- BRIEF A: In the Highway 65 text, substitute "Route 65" for "Highway 65" and reproduce the portion from "Highway 65 (الطريق" to "central Arabian Peninsula.".
- BRIEF B: According to the Highway 65 text, how long is the highway?
- BRIEF C: The Highway 65 text names Kharj and Sakakah among the cities connected to the highway. Explain how it says the highway is connected to those two cities.

- DOCUMENT TEXT:
########################################
Highway 65 (الطريق السريع ٦٥) is a major controlled-access highway in Saudi Arabia, and runs in the north–south direction. Starting at Howtat Bani Tamim south of Riyadh, the highway runs in the southeast–northwest direction and ends at the Al Hadithah/Omari border with Jordan near Qurayyat. It spans 1,427 km (887 mi) and travels through the following provinces: the Riyadh Province, Qassim Province, Ha'il Province and the Al Jawf Province. Highway 65 is connected to the following cities: Kharj via Highway 10, Riyadh, Majma'ah, Buraidah, Unaizah, Sakakah via Highway 80 and Qurayyat. It is also part of the Arab Mashreq International Road Network and carries Route 35M Riyadh–Buraidah–Ha'il–Sakakah–Al Hadithah/Omari–Azraq–Amman through the central Arabian Peninsula.
########################################
- SUPPLIED DATA:
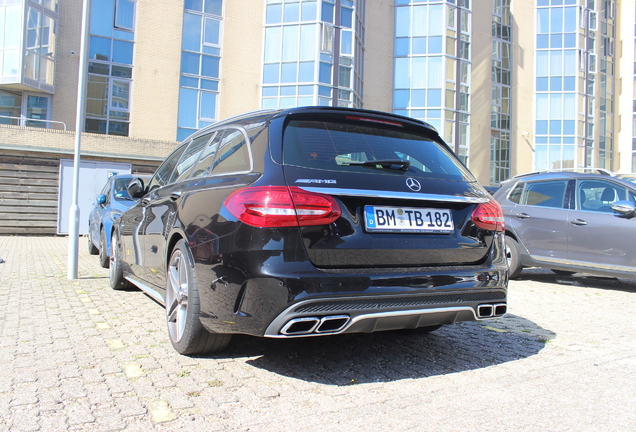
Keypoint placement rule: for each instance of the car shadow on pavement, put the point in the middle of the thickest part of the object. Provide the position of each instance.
(579, 280)
(394, 355)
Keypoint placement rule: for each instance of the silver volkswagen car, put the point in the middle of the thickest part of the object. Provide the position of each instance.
(571, 222)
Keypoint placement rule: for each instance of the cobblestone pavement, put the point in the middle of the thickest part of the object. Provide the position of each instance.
(77, 356)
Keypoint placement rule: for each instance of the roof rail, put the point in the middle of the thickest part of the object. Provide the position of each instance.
(589, 170)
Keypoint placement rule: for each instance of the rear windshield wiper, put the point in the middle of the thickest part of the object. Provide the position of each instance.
(385, 163)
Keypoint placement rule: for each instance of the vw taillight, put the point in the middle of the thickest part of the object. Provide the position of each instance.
(489, 216)
(282, 206)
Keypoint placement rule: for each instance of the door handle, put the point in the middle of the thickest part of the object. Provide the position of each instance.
(578, 222)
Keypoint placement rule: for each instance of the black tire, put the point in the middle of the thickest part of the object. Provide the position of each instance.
(186, 333)
(512, 256)
(116, 273)
(91, 247)
(562, 272)
(104, 259)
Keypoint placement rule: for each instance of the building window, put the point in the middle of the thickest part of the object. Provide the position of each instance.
(312, 53)
(110, 53)
(200, 66)
(432, 67)
(500, 119)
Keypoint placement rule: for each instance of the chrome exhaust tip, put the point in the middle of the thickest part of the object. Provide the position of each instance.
(500, 309)
(485, 311)
(299, 326)
(332, 324)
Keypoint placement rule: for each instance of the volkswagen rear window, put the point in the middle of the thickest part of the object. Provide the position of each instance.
(339, 146)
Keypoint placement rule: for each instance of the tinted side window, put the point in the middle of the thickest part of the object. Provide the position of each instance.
(205, 160)
(162, 174)
(233, 154)
(545, 193)
(188, 158)
(515, 194)
(597, 196)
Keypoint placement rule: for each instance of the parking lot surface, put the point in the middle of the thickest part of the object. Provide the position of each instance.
(76, 355)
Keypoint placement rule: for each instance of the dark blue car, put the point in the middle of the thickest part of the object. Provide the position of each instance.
(108, 207)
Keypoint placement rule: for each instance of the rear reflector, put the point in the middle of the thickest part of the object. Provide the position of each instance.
(282, 206)
(489, 216)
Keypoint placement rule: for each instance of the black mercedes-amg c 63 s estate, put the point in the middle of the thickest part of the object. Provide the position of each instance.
(312, 221)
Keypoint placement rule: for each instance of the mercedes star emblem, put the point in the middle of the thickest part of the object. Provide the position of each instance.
(413, 184)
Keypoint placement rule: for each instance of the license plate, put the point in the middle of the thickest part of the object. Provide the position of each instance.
(408, 219)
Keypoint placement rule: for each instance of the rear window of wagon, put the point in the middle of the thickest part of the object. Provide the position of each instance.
(331, 145)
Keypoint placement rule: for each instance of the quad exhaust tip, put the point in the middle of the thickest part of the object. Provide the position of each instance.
(308, 325)
(491, 310)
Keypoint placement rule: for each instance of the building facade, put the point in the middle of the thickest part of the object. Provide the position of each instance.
(512, 85)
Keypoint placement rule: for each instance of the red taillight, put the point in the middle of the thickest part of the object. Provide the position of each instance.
(489, 216)
(281, 206)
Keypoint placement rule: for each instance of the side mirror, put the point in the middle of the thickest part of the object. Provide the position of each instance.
(136, 188)
(625, 208)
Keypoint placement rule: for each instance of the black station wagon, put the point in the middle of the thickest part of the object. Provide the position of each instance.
(312, 221)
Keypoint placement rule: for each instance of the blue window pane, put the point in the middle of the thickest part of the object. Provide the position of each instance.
(213, 7)
(274, 14)
(308, 11)
(190, 63)
(270, 73)
(434, 98)
(292, 12)
(288, 72)
(346, 17)
(209, 85)
(542, 84)
(569, 40)
(102, 18)
(401, 98)
(418, 98)
(543, 41)
(183, 134)
(189, 82)
(419, 45)
(542, 127)
(99, 49)
(212, 29)
(288, 91)
(435, 45)
(187, 108)
(327, 12)
(122, 52)
(270, 91)
(208, 106)
(556, 84)
(346, 42)
(305, 90)
(402, 46)
(324, 91)
(555, 127)
(556, 41)
(125, 14)
(324, 76)
(210, 66)
(194, 5)
(556, 20)
(191, 32)
(306, 72)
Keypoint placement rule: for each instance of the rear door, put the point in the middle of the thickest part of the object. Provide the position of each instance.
(541, 219)
(599, 237)
(405, 198)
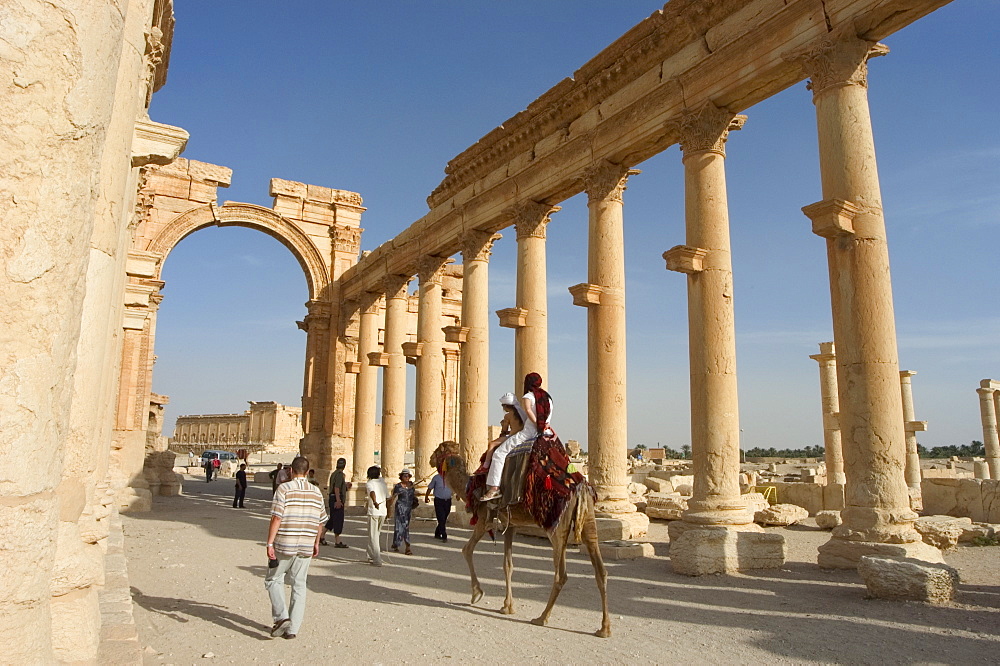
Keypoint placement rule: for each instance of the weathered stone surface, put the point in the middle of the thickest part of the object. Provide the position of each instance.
(665, 507)
(700, 550)
(908, 579)
(942, 531)
(828, 519)
(781, 514)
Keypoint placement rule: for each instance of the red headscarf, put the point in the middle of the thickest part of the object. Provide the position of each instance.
(543, 401)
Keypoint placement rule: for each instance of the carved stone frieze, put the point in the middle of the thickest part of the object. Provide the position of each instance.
(530, 218)
(478, 245)
(606, 181)
(346, 239)
(707, 127)
(431, 268)
(838, 60)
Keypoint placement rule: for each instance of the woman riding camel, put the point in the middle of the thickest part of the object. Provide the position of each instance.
(535, 411)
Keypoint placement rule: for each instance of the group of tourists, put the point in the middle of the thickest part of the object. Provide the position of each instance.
(299, 518)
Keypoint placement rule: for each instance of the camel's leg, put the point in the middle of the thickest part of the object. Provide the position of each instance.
(469, 548)
(559, 537)
(589, 537)
(508, 569)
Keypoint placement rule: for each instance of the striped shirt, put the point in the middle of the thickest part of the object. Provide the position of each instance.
(299, 505)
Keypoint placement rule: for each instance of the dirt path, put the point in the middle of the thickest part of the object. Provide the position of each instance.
(197, 565)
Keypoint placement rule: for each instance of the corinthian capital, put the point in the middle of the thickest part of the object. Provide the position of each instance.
(530, 218)
(838, 60)
(707, 127)
(431, 268)
(478, 245)
(606, 181)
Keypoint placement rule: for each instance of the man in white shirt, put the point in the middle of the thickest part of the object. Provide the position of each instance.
(377, 493)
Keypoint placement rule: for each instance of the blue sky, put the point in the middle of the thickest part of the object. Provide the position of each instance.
(377, 97)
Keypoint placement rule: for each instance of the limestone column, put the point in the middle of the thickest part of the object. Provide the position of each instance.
(715, 427)
(430, 369)
(877, 511)
(911, 427)
(474, 375)
(531, 334)
(394, 374)
(988, 411)
(366, 392)
(827, 359)
(604, 297)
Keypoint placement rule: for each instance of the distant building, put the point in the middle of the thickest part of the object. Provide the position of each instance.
(266, 425)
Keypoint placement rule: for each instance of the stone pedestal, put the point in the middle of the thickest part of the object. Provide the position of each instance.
(850, 218)
(697, 550)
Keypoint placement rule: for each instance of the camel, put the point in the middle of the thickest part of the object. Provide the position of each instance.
(578, 519)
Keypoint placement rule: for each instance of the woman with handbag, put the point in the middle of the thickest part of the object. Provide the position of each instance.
(404, 500)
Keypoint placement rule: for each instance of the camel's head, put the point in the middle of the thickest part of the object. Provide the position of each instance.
(444, 449)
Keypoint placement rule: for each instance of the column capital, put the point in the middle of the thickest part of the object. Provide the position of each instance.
(685, 259)
(431, 268)
(395, 285)
(707, 128)
(530, 218)
(345, 238)
(478, 245)
(837, 60)
(606, 181)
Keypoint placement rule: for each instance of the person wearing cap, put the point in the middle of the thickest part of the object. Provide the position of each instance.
(535, 410)
(403, 500)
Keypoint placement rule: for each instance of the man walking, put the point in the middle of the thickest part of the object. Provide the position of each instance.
(297, 513)
(442, 505)
(241, 487)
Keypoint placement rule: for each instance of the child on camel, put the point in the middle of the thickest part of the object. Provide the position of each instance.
(535, 411)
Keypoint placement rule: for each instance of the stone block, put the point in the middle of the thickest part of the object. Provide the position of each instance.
(942, 531)
(697, 550)
(908, 579)
(828, 519)
(781, 514)
(622, 550)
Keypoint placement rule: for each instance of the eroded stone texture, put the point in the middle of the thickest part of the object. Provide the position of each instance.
(908, 579)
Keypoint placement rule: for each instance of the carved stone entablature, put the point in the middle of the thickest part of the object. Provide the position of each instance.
(706, 128)
(395, 286)
(832, 217)
(586, 295)
(378, 359)
(530, 218)
(478, 245)
(456, 333)
(413, 349)
(513, 317)
(606, 181)
(685, 259)
(346, 239)
(838, 60)
(431, 268)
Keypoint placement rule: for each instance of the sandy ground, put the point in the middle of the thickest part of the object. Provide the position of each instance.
(197, 566)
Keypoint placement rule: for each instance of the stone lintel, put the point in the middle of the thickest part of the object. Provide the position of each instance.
(585, 294)
(832, 217)
(456, 333)
(413, 349)
(156, 143)
(685, 259)
(513, 317)
(379, 359)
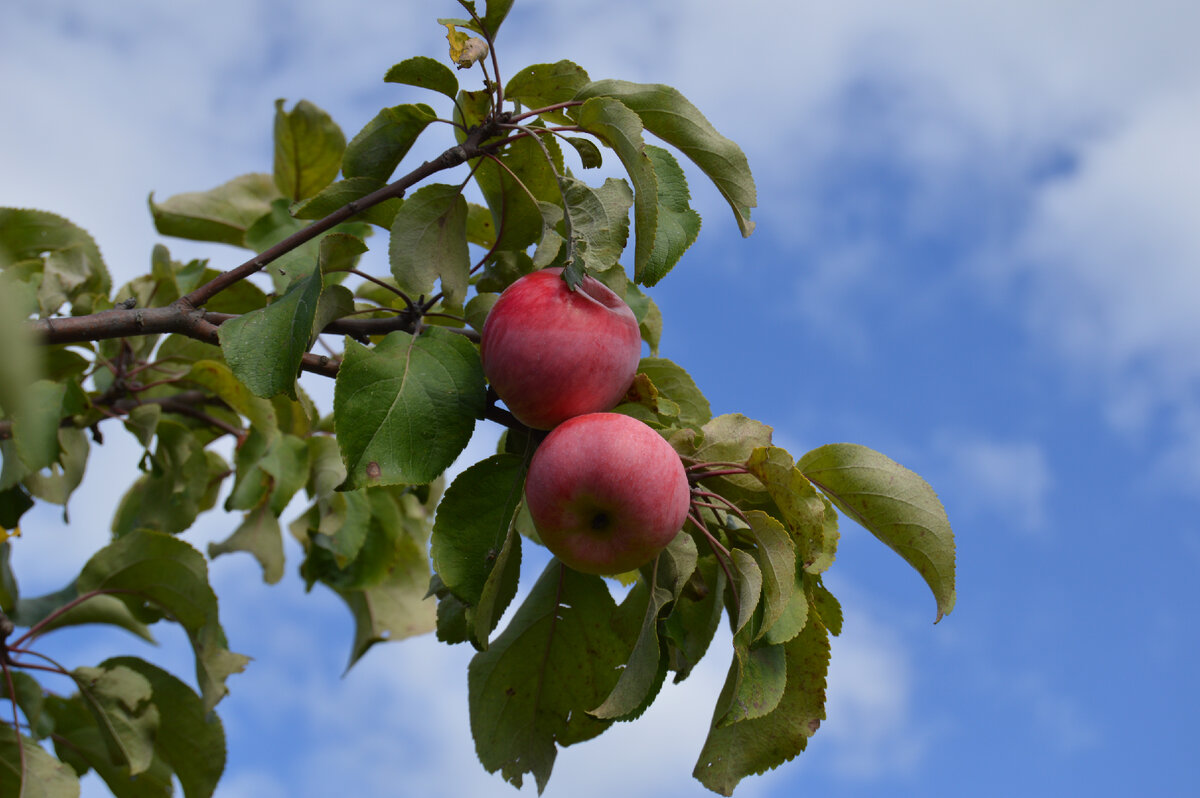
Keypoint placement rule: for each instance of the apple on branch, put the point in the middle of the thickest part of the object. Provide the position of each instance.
(606, 492)
(552, 353)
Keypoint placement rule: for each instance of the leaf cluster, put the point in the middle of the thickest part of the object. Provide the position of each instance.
(202, 366)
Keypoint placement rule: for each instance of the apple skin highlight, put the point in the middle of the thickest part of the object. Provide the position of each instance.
(551, 353)
(606, 493)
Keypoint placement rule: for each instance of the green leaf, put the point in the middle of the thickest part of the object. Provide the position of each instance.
(9, 593)
(894, 504)
(45, 775)
(498, 592)
(119, 700)
(532, 688)
(497, 10)
(220, 378)
(622, 130)
(96, 610)
(264, 347)
(35, 429)
(64, 478)
(826, 604)
(748, 588)
(515, 186)
(190, 739)
(587, 150)
(222, 214)
(31, 700)
(309, 147)
(678, 225)
(343, 192)
(755, 684)
(546, 84)
(395, 609)
(793, 618)
(695, 617)
(777, 561)
(66, 256)
(666, 113)
(429, 241)
(473, 522)
(279, 225)
(258, 534)
(407, 407)
(358, 537)
(647, 666)
(177, 489)
(808, 515)
(757, 744)
(382, 144)
(425, 73)
(23, 361)
(677, 385)
(79, 742)
(148, 568)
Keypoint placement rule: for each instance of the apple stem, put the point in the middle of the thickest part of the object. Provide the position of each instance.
(725, 503)
(720, 472)
(718, 551)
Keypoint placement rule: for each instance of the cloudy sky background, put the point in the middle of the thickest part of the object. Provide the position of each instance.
(977, 251)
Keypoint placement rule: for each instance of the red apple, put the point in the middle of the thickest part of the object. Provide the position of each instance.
(606, 492)
(552, 353)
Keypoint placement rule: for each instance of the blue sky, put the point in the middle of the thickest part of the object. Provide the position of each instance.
(978, 251)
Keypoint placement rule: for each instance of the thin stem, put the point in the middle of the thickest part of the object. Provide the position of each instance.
(727, 505)
(718, 463)
(382, 283)
(568, 225)
(36, 629)
(726, 472)
(455, 156)
(718, 551)
(16, 719)
(557, 106)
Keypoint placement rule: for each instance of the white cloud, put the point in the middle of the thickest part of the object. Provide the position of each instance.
(1009, 480)
(1113, 255)
(871, 731)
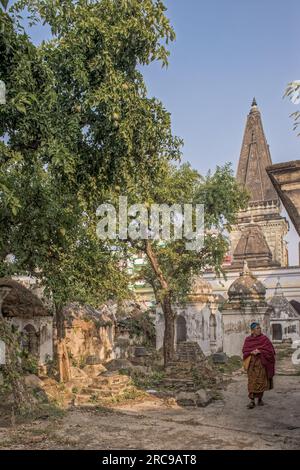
########################################
- ANSWER SECTION A:
Route 65 (الطريق السريع ٦٥) is a major controlled-access highway in Saudi Arabia, and runs in the north–south direction. Starting at Howtat Bani Tamim south of Riyadh, the highway runs in the southeast–northwest direction and ends at the Al Hadithah/Omari border with Jordan near Qurayyat. It spans 1,427 km (887 mi) and travels through the following provinces: the Riyadh Province, Qassim Province, Ha'il Province and the Al Jawf Province. Route 65 is connected to the following cities: Kharj via Highway 10, Riyadh, Majma'ah, Buraidah, Unaizah, Sakakah via Highway 80 and Qurayyat. It is also part of the Arab Mashreq International Road Network and carries Route 35M Riyadh–Buraidah–Ha'il–Sakakah–Al Hadithah/Omari–Azraq–Amman through the central Arabian Peninsula.

- ANSWER SECTION B: It spans 1,427 km (887 mi).

- ANSWER SECTION C: Highway 65 is connected to Kharj via Highway 10 and to Sakakah via Highway 80.